**Problem requirements**
When the records are reproduced, each one must match exactly, and no picture may be kept.

**Source data**
►
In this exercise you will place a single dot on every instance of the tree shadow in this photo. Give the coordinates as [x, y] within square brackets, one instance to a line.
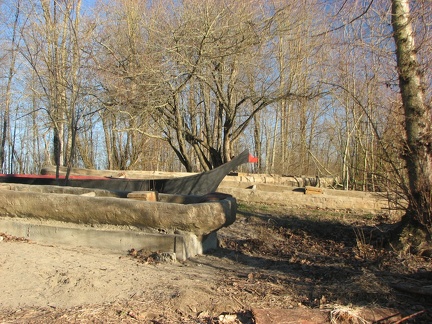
[322, 261]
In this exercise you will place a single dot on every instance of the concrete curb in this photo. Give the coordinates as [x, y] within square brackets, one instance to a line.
[184, 245]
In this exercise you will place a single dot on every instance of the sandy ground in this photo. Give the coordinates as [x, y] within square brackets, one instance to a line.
[269, 259]
[38, 276]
◄
**Answer to this exercise**
In this exercise you will place a single dot on every instance of the tree shadow in this photo. Give the coordinates as [x, y] within square brackets, one instance to a line.
[322, 261]
In this exercise you will place a single dot on every instance of the concrete curb in this photo. Give the coordinates as [x, y] within square brackets, one instance to a line.
[184, 245]
In this exercise you will place a single dot on every instance of the sandy ground in this photo. Give the coordinates as [x, y] within square brackets, one instance to a line.
[269, 259]
[38, 276]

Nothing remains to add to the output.